[PROBLEM DESCRIPTION]
Copy every line from the one containing "Can you find the layered" through the last line of the records below, both included, and nothing else.

[RECORD LIST]
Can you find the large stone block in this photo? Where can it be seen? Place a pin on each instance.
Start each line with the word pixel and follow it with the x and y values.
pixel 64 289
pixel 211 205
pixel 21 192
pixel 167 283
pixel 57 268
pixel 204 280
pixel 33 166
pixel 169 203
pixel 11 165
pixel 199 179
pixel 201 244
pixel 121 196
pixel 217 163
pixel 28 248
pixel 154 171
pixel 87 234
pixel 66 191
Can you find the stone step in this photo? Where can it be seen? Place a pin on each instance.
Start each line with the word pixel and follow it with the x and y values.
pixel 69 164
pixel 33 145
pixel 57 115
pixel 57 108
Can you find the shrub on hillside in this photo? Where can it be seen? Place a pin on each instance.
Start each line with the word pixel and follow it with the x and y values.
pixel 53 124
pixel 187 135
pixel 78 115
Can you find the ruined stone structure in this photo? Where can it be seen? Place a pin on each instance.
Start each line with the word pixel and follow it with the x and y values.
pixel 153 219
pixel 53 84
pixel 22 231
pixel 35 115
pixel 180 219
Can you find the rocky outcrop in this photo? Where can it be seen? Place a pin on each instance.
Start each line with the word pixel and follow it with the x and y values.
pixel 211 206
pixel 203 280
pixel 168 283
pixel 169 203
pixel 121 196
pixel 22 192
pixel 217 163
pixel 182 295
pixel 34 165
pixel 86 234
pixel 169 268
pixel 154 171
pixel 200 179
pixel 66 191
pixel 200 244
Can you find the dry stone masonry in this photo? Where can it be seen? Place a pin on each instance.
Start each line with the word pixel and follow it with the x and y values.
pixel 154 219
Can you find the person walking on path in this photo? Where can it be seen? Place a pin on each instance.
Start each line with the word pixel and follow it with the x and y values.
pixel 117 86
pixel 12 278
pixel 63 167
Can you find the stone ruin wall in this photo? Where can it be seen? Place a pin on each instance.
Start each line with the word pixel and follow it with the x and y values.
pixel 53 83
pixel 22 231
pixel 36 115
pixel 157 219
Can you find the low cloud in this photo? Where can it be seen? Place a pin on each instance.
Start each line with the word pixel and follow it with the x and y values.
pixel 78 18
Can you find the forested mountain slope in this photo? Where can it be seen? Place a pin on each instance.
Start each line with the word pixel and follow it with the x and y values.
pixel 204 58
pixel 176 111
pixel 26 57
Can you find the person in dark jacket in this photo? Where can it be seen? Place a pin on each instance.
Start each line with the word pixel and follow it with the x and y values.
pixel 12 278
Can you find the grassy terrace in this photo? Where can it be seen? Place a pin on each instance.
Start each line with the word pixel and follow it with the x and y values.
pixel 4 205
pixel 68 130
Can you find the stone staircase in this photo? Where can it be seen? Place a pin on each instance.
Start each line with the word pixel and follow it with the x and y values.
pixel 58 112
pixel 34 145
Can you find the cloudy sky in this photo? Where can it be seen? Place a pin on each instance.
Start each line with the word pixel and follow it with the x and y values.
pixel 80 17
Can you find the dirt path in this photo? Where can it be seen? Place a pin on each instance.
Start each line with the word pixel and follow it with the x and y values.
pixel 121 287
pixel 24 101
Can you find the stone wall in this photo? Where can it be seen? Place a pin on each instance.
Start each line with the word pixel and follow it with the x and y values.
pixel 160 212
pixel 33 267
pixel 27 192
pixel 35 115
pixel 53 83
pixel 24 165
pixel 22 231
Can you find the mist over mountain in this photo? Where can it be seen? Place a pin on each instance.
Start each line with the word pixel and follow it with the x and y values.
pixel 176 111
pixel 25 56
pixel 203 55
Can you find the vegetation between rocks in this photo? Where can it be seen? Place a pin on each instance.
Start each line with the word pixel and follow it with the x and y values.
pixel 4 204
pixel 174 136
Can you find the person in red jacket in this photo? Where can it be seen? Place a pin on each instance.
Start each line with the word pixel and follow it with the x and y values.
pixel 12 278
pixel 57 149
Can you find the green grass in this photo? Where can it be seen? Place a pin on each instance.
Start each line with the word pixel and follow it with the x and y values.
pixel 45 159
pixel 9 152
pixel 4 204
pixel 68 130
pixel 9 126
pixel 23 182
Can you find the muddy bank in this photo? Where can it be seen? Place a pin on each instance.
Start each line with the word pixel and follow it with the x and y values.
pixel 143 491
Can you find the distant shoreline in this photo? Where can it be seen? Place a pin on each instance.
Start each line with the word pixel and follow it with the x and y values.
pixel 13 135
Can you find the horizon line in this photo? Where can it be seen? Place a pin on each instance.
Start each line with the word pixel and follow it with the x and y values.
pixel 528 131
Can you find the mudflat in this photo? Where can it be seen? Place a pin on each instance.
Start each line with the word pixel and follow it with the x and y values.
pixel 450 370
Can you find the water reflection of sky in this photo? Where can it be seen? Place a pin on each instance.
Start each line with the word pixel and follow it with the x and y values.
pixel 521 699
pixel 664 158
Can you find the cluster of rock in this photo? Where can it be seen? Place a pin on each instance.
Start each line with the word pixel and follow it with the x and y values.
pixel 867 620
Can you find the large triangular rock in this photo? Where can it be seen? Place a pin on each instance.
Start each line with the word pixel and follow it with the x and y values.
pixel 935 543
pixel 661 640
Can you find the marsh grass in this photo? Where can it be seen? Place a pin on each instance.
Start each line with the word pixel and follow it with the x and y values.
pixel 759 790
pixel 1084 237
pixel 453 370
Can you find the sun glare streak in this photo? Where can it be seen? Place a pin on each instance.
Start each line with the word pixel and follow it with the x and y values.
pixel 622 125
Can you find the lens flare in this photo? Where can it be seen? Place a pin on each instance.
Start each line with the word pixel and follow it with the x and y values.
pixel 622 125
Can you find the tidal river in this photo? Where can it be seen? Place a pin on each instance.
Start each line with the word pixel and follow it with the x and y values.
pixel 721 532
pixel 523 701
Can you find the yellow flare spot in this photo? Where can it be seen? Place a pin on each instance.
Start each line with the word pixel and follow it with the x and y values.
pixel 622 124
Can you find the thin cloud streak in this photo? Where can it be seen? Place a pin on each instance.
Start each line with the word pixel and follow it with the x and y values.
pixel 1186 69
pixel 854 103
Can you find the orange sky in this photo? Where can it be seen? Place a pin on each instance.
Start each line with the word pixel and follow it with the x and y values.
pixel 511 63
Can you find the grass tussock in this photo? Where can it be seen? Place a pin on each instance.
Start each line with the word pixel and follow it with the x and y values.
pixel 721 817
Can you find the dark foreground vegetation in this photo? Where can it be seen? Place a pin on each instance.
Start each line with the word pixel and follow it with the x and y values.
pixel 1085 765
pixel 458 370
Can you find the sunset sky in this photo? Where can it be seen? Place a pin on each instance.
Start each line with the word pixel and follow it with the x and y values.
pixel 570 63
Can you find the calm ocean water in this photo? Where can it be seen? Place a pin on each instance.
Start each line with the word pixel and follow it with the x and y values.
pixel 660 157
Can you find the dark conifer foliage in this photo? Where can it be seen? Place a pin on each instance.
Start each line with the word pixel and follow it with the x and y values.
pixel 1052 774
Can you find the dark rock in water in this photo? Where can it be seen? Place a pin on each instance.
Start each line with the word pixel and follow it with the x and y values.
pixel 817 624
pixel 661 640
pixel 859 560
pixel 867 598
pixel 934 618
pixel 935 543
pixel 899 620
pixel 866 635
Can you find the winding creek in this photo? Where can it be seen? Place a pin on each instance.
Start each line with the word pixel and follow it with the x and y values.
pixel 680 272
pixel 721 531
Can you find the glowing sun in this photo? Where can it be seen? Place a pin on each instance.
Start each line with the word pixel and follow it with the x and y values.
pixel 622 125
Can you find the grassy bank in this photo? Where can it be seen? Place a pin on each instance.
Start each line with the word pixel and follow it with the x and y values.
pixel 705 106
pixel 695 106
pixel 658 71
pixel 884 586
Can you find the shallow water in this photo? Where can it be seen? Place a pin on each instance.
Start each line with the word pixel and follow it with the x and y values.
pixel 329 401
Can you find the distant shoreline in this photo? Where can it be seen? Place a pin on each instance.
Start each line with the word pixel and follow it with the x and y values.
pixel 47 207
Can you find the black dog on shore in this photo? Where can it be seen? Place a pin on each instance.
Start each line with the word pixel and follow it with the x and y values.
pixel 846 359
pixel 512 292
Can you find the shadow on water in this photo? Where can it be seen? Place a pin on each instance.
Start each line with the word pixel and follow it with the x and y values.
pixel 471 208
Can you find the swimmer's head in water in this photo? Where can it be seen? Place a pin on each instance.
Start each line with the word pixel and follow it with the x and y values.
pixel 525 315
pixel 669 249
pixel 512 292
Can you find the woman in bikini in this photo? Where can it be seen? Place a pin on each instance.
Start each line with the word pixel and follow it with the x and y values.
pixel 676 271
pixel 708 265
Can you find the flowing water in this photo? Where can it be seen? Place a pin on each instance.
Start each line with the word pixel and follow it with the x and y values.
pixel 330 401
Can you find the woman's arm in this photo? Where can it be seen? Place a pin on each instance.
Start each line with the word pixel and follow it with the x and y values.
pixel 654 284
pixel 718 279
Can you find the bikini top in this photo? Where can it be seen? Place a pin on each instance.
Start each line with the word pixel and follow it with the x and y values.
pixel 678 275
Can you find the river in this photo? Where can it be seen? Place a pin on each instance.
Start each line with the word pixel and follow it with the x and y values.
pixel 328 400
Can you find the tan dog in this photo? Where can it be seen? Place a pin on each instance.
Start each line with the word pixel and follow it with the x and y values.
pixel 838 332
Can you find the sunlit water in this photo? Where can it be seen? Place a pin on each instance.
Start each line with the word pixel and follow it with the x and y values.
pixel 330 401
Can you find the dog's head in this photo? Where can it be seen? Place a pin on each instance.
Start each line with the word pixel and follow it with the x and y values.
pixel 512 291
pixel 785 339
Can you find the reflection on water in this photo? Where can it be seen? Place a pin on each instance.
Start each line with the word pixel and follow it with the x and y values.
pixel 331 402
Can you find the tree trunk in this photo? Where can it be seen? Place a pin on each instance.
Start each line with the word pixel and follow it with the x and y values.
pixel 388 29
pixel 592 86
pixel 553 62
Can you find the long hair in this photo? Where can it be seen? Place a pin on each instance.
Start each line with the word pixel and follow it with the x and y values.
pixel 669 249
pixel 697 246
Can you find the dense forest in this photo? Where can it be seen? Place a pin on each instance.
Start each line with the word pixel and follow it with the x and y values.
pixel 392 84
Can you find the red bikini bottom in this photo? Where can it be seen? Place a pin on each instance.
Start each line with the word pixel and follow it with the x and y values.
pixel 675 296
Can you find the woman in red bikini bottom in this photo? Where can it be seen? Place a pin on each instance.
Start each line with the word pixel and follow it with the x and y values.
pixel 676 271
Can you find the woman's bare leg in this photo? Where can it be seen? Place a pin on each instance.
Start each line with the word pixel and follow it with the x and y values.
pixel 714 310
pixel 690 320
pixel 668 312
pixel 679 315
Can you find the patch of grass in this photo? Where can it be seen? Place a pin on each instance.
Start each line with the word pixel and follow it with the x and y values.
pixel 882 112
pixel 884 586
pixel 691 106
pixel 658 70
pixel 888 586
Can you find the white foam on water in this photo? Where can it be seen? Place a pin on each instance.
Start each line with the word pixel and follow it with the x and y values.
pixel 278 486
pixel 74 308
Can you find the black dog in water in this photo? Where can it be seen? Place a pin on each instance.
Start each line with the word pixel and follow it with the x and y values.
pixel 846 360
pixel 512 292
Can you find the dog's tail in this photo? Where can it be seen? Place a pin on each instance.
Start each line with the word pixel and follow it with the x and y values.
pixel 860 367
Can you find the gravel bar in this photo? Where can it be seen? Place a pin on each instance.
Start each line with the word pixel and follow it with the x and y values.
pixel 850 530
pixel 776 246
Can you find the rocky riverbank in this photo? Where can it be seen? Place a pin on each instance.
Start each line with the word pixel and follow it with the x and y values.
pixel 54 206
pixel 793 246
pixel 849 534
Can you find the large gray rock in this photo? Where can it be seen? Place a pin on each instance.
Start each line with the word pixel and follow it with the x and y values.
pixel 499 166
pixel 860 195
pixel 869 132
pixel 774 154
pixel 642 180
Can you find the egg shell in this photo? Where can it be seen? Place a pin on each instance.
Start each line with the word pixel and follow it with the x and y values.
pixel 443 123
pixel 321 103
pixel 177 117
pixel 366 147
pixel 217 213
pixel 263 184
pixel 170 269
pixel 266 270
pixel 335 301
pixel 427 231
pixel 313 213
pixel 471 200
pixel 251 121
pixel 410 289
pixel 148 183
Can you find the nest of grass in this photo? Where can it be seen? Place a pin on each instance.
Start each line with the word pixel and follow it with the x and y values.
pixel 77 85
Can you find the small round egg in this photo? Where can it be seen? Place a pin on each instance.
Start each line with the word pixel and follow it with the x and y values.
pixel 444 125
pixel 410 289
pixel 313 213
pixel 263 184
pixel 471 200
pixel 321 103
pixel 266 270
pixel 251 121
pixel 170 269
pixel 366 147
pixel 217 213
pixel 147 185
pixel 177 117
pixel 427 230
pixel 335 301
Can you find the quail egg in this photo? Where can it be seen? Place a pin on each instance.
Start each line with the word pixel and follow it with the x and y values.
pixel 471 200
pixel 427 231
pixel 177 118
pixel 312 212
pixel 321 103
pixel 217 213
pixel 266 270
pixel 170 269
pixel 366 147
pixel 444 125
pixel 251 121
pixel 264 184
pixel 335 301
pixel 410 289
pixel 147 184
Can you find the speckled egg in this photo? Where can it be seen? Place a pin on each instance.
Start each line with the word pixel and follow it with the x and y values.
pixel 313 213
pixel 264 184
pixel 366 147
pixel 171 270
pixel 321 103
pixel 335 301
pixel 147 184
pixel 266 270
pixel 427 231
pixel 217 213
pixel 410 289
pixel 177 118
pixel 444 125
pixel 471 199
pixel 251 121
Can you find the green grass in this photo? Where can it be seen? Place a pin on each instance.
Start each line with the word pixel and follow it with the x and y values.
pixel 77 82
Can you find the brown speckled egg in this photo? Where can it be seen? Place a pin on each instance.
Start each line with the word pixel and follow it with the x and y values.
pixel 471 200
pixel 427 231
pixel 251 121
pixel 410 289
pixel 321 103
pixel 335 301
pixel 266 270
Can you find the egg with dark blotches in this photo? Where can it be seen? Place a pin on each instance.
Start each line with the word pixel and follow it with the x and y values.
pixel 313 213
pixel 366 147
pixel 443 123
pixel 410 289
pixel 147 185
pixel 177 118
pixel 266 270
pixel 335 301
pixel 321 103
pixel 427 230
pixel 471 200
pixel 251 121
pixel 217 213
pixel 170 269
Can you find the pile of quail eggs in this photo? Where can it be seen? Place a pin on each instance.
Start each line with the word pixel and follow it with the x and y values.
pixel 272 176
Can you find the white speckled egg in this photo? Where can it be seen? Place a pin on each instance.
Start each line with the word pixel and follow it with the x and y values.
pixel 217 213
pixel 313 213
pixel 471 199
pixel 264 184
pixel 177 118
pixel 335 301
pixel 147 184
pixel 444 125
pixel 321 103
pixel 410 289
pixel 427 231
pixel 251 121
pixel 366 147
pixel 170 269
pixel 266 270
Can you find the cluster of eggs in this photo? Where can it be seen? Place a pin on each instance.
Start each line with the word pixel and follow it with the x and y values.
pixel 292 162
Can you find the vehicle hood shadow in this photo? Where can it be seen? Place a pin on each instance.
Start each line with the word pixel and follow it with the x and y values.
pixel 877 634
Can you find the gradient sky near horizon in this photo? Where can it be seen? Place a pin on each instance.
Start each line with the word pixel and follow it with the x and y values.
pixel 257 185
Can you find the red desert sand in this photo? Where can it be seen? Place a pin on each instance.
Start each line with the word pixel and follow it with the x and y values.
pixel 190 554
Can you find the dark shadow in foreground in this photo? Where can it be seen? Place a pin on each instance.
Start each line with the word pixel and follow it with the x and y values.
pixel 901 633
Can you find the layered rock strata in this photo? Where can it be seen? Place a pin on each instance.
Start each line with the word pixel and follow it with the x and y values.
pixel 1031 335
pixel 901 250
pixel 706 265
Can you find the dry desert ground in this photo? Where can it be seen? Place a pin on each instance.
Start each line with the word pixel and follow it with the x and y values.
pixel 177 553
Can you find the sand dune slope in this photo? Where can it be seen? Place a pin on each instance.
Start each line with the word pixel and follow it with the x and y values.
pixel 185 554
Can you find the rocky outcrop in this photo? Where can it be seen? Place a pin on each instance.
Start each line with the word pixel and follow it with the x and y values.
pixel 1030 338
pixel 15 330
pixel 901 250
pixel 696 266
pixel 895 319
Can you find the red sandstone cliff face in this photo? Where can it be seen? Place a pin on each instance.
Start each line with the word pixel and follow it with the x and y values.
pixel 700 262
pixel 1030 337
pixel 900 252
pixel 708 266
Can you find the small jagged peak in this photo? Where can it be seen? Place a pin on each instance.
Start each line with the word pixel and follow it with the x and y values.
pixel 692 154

[COMPLETE ANSWER]
Can you find the layered rock strata in this photo? Where can it be seen? Place a pin on each instance.
Start each line with the word pixel and follow it with the x and y values.
pixel 1031 335
pixel 901 250
pixel 706 265
Can you find the dry desert ground in this photo? Where can it be seen? Place a pin on each instance.
Start each line with the word pixel and follow it with the x and y values.
pixel 177 553
Can you find the sand dune slope in this photo? Where can it be seen? Place a pin on each instance.
Start each line with the word pixel and follow it with the x and y values.
pixel 185 554
Can you find the rocky outcrop in this photo? Where can it be seen? Place a pin on each instance.
Start each line with the word pixel and follow it with the x and y values.
pixel 1030 338
pixel 15 330
pixel 901 250
pixel 696 266
pixel 895 319
Can you find the red sandstone cliff face in this photo? Where can it be seen? Place a pin on each instance.
Start each line with the word pixel and follow it with the x and y values.
pixel 700 262
pixel 1030 337
pixel 900 252
pixel 708 266
Can you find the small jagged peak in this photo? Where can it be seen? Place a pin on each instance.
Start each line with the word pixel and follow it with the x and y values.
pixel 692 154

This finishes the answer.